Dataset entries

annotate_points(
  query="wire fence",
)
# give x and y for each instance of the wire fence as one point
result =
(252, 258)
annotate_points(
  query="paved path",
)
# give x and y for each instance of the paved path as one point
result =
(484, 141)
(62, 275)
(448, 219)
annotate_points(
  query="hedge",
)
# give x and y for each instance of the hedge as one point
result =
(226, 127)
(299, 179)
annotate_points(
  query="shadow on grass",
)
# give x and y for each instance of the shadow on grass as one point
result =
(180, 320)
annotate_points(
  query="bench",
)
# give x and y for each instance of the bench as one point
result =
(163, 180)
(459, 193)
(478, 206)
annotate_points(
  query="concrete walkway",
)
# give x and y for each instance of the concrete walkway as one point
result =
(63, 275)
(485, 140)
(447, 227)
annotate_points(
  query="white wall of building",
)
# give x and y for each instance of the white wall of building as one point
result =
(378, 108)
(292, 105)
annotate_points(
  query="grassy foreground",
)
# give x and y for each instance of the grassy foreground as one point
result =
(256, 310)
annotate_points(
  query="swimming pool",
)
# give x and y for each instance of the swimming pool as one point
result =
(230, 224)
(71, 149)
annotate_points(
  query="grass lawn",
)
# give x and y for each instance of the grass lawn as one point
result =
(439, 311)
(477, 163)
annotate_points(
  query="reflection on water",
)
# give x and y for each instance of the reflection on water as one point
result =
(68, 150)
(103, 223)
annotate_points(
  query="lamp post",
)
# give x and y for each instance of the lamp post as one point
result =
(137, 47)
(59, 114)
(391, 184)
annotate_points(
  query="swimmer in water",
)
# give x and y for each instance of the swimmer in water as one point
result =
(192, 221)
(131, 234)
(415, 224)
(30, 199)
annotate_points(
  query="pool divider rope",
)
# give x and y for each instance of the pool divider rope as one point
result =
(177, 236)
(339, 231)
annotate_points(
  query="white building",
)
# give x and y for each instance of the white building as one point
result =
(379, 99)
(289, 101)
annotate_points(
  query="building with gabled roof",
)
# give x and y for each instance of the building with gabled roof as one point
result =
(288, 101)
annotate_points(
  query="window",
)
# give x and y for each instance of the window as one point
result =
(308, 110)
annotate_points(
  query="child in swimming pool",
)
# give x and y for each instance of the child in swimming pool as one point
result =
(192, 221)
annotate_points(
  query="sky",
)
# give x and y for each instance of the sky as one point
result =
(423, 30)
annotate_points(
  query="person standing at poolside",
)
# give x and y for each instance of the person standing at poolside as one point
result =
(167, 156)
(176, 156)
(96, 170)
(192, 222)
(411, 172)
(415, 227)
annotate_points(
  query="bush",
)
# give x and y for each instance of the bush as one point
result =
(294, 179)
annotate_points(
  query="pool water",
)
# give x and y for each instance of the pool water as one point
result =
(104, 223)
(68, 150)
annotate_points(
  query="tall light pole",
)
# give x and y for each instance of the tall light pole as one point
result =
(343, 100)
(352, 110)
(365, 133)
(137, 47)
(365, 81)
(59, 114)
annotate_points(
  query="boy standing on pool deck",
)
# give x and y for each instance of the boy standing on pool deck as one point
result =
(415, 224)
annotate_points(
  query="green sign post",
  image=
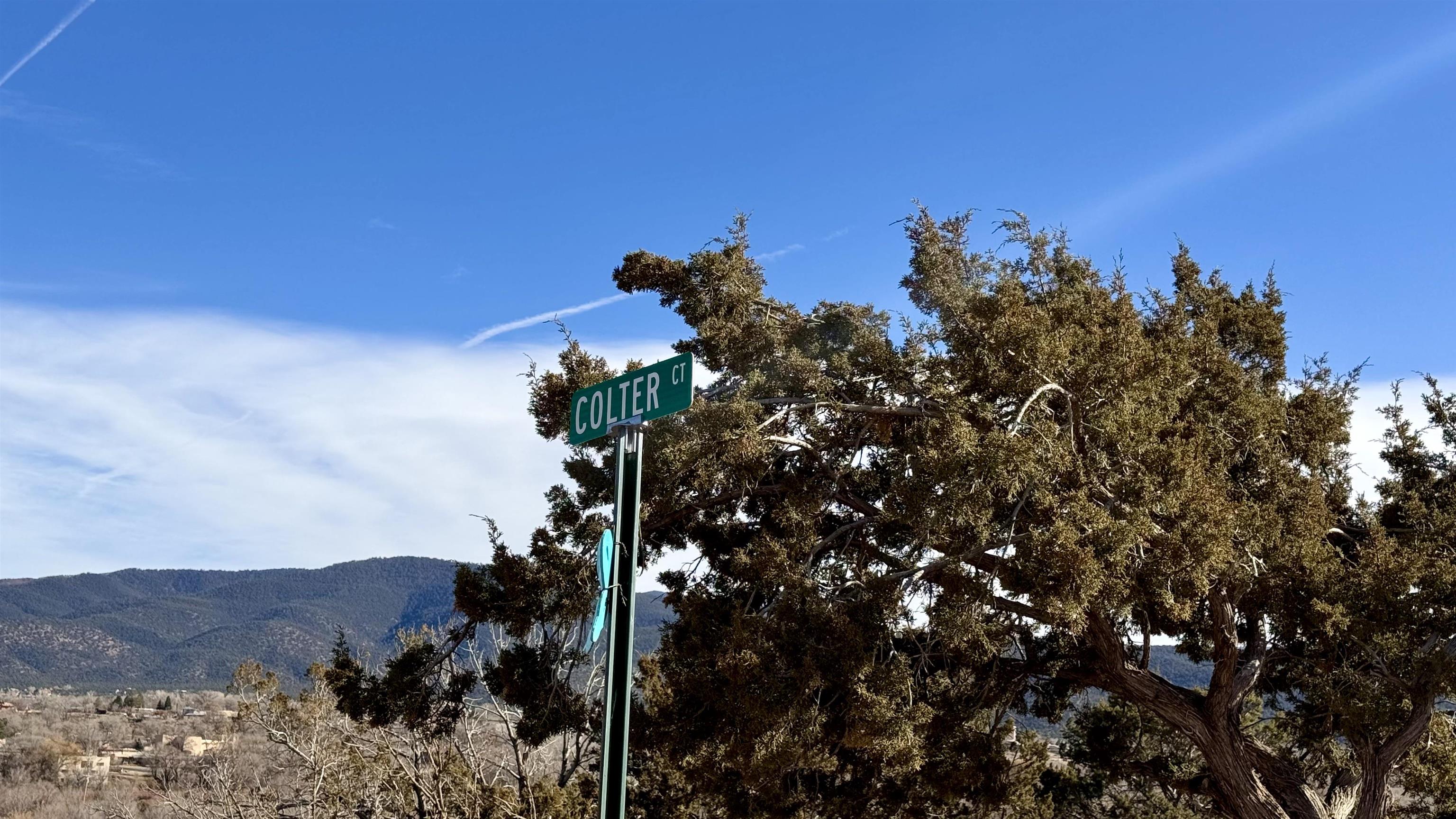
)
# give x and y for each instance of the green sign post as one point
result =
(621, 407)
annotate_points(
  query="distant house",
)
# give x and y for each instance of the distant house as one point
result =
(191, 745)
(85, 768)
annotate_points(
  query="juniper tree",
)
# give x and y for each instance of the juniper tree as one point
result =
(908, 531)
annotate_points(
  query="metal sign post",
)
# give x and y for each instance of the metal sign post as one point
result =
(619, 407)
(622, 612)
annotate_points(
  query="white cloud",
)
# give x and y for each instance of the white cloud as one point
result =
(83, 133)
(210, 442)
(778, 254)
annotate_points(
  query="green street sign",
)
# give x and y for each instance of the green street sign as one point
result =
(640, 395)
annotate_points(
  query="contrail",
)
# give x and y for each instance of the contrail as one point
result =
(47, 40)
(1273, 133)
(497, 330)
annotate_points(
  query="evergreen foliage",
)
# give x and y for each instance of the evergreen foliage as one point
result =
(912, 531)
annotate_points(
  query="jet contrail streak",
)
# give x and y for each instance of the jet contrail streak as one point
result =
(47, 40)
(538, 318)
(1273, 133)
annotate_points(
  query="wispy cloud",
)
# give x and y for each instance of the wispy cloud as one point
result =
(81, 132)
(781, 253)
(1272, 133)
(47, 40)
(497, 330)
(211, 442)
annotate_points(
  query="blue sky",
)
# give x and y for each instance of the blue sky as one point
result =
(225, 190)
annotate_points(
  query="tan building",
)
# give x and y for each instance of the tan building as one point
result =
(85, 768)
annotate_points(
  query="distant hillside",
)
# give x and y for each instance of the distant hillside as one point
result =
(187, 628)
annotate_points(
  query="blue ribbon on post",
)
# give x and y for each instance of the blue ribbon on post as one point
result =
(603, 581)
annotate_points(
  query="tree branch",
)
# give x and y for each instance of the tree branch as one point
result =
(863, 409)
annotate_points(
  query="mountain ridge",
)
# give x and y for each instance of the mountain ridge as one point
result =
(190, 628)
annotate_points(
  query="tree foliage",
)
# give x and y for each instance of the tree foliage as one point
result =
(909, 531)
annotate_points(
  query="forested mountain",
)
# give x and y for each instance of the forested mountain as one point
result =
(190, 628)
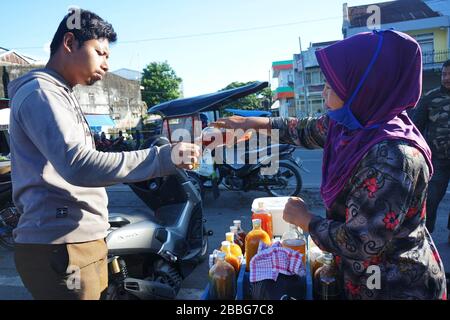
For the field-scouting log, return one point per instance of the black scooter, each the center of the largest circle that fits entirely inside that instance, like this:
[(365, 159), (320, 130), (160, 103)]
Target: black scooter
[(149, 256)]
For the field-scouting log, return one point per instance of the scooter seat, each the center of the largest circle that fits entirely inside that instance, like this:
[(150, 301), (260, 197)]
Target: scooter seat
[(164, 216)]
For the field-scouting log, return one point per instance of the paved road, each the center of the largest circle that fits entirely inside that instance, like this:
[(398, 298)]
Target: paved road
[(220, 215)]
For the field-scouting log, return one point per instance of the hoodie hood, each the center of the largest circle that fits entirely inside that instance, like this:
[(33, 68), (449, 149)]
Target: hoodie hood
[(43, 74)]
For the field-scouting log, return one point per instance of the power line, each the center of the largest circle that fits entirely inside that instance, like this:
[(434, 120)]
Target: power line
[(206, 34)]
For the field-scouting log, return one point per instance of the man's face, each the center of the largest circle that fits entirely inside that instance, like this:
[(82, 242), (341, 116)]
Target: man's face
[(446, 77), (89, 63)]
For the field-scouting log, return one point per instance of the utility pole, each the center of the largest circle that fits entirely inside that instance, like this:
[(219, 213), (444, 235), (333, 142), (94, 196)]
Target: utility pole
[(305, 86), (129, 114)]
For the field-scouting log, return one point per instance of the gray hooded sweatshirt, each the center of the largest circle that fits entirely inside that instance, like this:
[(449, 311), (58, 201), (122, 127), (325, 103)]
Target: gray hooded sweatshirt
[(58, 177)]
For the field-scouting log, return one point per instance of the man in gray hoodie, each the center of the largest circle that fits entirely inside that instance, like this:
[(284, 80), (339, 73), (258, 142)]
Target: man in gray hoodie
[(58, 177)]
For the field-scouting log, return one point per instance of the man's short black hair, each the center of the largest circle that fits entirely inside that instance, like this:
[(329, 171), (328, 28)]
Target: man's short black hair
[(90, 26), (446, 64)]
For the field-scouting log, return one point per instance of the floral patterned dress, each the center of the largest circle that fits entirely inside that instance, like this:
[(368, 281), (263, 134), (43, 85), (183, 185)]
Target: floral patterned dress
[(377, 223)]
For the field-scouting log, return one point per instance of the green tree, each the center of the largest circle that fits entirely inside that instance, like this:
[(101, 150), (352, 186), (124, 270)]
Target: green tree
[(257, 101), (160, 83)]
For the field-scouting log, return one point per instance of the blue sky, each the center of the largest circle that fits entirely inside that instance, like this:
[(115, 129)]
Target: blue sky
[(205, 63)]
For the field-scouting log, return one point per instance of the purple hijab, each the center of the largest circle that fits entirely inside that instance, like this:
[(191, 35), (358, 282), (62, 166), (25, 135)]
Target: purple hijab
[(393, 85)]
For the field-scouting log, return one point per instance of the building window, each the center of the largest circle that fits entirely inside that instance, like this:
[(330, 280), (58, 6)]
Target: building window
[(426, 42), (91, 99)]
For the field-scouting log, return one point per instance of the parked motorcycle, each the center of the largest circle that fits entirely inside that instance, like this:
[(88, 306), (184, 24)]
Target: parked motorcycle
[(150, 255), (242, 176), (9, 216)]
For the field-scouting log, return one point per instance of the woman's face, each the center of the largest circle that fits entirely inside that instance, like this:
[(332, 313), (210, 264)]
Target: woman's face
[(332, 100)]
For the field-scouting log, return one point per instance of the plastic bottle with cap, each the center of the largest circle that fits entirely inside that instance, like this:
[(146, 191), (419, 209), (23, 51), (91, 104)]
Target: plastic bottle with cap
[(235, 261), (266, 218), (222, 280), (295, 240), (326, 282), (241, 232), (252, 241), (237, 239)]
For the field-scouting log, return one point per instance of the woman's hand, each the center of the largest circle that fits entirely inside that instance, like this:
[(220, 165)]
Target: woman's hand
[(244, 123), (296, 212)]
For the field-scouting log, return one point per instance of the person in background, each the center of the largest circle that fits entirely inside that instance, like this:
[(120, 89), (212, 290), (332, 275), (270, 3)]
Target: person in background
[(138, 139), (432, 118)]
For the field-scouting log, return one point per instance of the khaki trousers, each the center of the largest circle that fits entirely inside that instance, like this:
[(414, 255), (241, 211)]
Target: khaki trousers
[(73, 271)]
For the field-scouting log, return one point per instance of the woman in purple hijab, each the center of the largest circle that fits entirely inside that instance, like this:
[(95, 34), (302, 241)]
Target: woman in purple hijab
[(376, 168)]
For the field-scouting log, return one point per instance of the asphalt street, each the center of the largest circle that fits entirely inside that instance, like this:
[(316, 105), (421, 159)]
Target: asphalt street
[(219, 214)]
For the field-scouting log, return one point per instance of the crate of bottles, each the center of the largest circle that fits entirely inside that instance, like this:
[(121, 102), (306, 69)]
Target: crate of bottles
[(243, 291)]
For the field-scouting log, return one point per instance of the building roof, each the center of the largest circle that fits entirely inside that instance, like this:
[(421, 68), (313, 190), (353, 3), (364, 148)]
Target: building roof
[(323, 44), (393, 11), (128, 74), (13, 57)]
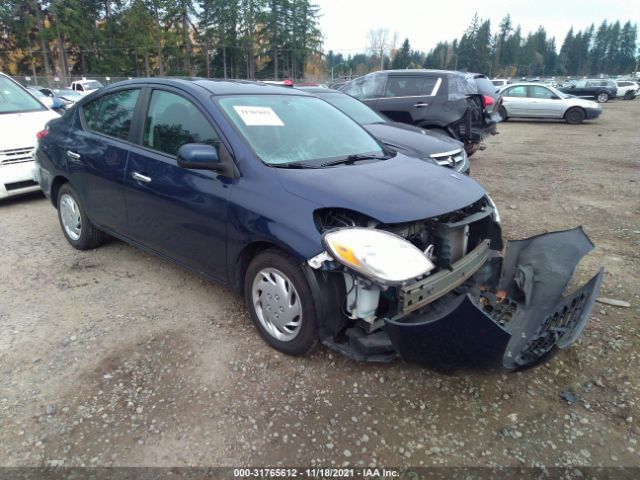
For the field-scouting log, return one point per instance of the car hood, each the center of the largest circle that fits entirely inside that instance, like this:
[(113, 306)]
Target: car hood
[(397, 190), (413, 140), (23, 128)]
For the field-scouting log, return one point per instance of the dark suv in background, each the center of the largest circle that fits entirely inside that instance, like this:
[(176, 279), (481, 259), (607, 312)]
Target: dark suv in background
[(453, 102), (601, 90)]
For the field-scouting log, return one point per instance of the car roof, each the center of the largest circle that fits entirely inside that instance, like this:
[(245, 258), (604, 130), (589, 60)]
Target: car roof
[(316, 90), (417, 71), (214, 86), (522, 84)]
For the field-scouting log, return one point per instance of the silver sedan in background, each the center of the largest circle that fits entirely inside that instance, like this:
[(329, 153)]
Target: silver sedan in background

## What you have to do
Say the number of lines above that include "wispy", and only that.

## Solution to the problem
2